SUPPLIED PASSAGE:

+ + +

The issue with meteor_autoupdate_clientVersions and meteor.loginServiceConfiguration having long wait times is indeed as I suspected merely a side-effect. If I understand correctly, both of those calls are synchronous on each client… they don’t use this.unblock(). So if my app is loaded up with 150 users and the OPLOG is clogged to all hell and back, those new users who log in get stuck waiting on meteor_autoupdate_clientVersions and meteor.loginServiceConfiguration which is in alignment with what my users were seeing in the app. And there’s always new users logging into my app because my app is very bursty - i.e. it goes from 5 users to 150 or more in about a minute.

Another huge gotcha I discovered is my admin app was actually creating/getting a ton of OPLOG traffic from my non-reactive mobile-client app. My app is actually two apps. An admin app and an end-user mobile-client app, both connecting to the same database. In the mobile-client app, I flame-thrower’d all the reactivity out of it (per my input above) and didn’t understand why the OPLOG was still killing me… well, I didn’t remove any reactivity out of the admin app because there’s only ever maybe five users at any time using the admin app. However, if my assumptions are correct, those five users on the admin app are all processing the reactivity of my 150 mobile-client users. So all those interactions all happening at the exact same time on the exact same object are being multiplied by however many admin users I have. And also still a little bit on my mobile-client app because I had to leave a little bit of reactivity in it. So this was something I didn’t consider… that Meteor was still having to process the OPLOG for my admin app users.

+ + +

YOUR ASSIGNMENT:
In the forum post about Meteor, how fast can the number of users on the app go up?

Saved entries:

+ + +

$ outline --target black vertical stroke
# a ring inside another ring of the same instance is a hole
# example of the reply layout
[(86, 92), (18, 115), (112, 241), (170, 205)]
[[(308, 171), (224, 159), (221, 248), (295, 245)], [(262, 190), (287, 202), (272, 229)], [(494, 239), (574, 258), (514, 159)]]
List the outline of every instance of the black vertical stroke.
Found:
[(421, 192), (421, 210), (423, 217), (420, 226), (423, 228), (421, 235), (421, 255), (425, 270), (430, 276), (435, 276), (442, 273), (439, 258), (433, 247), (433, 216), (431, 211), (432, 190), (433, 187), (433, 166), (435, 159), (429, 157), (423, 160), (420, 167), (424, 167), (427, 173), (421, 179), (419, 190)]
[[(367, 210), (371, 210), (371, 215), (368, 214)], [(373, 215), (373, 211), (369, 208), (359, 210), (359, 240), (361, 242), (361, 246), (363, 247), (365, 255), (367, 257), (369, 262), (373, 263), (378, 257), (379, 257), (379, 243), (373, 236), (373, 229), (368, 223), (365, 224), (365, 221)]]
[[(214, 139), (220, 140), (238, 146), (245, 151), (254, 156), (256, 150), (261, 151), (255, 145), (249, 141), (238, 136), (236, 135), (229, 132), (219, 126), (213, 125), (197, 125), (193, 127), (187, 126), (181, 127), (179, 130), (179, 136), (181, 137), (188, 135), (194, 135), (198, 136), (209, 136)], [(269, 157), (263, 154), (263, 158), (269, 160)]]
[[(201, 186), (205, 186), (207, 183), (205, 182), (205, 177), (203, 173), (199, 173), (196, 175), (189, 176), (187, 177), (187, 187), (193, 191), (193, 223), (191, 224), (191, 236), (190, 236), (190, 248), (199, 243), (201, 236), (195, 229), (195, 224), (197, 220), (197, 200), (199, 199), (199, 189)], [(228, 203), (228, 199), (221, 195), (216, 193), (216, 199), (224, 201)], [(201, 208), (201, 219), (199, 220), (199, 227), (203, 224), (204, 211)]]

+ + +

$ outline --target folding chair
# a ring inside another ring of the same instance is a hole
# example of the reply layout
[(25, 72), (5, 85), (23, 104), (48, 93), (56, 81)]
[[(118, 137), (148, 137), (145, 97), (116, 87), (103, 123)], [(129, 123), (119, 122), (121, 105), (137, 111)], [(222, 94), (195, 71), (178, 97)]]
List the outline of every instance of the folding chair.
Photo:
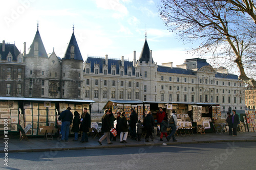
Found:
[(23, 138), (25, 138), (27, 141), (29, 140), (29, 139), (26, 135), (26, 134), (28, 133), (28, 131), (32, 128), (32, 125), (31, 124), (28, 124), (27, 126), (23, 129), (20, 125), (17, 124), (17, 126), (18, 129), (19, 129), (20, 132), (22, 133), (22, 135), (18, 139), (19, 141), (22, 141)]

+ + +

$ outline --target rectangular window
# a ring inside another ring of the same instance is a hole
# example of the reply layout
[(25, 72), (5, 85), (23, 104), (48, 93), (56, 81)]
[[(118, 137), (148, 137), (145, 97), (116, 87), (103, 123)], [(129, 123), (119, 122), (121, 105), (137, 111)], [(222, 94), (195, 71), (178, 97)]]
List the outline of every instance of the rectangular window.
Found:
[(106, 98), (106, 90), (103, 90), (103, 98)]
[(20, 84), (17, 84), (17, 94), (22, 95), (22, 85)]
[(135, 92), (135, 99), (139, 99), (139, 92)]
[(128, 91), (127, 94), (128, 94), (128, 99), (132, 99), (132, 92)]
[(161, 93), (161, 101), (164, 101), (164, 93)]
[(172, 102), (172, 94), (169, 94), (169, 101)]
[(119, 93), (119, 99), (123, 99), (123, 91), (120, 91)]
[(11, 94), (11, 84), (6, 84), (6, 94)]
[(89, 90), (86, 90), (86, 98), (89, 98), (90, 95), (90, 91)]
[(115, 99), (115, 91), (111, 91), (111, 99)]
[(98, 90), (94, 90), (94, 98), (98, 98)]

+ + +

REPLY TO THE EXERCISE:
It can go from 5 users to 150 or more in about a minute.